*Problem details*:
In the entries that follow, find the line containing "spot the man's short hair."; from there, copy every line exactly through the line containing "spot the gray striped polo shirt.".
——
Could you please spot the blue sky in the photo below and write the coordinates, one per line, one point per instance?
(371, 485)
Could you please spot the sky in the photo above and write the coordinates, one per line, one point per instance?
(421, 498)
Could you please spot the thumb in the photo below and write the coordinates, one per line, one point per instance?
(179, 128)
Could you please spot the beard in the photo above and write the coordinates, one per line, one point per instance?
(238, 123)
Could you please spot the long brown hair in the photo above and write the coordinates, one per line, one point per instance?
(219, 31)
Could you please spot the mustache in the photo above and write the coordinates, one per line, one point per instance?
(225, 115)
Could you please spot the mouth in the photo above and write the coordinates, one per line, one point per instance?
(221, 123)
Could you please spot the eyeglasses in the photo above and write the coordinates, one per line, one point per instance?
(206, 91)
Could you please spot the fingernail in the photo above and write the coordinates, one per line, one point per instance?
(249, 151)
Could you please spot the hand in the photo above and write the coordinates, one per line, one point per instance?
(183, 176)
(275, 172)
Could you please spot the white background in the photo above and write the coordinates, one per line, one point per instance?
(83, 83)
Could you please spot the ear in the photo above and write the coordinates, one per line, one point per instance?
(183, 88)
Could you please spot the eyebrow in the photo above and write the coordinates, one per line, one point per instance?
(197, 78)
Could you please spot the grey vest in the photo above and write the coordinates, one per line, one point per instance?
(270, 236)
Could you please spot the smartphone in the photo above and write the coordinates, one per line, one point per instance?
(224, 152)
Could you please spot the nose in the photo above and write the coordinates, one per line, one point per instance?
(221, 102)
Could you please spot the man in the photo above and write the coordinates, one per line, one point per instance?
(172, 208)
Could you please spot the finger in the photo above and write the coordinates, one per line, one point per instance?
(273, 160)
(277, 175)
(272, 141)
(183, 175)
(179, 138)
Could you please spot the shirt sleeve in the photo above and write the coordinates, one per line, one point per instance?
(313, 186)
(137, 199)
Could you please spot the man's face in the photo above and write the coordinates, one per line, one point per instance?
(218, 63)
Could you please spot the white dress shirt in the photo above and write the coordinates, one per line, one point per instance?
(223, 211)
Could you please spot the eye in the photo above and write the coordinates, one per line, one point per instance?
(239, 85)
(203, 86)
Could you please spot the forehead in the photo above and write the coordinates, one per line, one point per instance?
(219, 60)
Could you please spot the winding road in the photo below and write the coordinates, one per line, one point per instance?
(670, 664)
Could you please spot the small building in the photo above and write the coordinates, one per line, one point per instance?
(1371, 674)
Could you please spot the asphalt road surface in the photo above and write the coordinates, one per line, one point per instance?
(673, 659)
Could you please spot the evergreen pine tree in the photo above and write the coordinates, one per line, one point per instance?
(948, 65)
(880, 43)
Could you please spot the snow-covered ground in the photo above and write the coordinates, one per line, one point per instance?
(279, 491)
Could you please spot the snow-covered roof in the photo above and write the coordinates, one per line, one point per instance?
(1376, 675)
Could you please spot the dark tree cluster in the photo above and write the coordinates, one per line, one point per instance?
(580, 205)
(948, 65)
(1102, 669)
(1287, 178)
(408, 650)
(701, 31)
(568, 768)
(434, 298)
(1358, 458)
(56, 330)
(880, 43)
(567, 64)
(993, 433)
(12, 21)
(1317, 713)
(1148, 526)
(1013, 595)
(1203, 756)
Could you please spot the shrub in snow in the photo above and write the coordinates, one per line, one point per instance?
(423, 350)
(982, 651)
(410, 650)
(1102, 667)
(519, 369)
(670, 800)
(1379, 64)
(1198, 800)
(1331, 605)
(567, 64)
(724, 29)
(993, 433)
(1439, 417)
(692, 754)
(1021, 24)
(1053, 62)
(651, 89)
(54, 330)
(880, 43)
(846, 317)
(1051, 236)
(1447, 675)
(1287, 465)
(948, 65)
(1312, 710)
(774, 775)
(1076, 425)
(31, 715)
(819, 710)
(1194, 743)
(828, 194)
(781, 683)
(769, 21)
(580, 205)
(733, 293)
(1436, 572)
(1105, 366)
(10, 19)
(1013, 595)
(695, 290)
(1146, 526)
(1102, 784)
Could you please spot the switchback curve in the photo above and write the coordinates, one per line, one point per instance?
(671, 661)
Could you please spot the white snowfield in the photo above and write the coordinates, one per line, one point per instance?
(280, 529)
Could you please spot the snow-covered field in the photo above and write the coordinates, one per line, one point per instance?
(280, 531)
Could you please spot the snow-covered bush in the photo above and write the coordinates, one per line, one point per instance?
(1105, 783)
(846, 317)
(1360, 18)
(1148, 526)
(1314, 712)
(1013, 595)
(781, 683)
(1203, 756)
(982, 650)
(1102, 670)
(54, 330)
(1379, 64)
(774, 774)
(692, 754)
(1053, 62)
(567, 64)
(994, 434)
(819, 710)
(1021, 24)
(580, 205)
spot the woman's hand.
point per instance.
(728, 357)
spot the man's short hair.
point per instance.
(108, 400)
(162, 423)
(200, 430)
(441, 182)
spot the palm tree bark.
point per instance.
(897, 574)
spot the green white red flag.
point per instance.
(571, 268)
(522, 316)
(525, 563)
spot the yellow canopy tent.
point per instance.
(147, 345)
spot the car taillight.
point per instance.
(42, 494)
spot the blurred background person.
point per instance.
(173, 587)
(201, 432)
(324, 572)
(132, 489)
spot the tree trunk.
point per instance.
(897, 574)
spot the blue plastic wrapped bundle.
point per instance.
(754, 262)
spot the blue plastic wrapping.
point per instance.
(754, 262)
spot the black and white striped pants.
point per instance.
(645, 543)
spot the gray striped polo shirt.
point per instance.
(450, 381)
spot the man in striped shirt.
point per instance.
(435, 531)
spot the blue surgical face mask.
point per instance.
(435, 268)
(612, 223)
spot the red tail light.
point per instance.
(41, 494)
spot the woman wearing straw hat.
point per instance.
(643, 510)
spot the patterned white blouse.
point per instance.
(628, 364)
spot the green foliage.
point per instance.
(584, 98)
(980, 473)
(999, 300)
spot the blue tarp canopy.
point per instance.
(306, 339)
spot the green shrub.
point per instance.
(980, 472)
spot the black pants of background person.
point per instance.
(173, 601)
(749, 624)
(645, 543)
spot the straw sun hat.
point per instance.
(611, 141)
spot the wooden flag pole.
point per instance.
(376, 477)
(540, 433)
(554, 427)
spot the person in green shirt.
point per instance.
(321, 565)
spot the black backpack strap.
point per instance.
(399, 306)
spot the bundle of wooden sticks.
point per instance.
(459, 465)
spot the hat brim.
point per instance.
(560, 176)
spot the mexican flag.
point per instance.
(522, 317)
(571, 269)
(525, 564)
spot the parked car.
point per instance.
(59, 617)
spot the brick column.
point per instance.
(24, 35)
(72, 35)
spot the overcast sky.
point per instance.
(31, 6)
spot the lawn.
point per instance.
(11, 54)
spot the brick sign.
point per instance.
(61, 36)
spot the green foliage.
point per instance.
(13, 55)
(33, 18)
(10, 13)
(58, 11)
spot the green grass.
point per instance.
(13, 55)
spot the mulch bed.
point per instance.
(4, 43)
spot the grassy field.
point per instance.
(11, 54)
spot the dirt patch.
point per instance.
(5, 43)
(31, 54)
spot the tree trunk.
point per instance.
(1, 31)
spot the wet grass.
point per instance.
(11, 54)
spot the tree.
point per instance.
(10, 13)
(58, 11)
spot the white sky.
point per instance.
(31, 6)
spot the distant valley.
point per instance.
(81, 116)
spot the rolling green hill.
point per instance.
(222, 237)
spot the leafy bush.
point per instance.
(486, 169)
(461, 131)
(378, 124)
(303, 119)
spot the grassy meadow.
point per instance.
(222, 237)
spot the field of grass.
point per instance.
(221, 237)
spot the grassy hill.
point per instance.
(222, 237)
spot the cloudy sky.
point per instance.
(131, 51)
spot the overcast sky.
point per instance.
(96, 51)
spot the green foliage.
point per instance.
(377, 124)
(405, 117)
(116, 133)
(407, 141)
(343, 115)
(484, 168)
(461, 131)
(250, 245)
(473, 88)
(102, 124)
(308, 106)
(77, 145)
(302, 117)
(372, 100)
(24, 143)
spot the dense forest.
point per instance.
——
*Result*:
spot the man's short hair.
point per instance.
(108, 400)
(162, 423)
(200, 430)
(441, 182)
spot the palm tree bark.
point per instance.
(897, 574)
spot the green white red flag.
point per instance.
(571, 268)
(522, 316)
(525, 563)
spot the yellow canopy tent.
point per instance.
(147, 345)
spot the car taillight.
point per instance.
(42, 494)
spot the blurred background person.
point per instance.
(173, 587)
(201, 432)
(324, 572)
(132, 489)
spot the tree trunk.
point per instance.
(897, 574)
spot the blue plastic wrapped bundle.
point per instance.
(754, 262)
spot the blue plastic wrapping.
point per instance.
(754, 262)
spot the black and white striped pants.
point per instance.
(645, 543)
spot the gray striped polo shirt.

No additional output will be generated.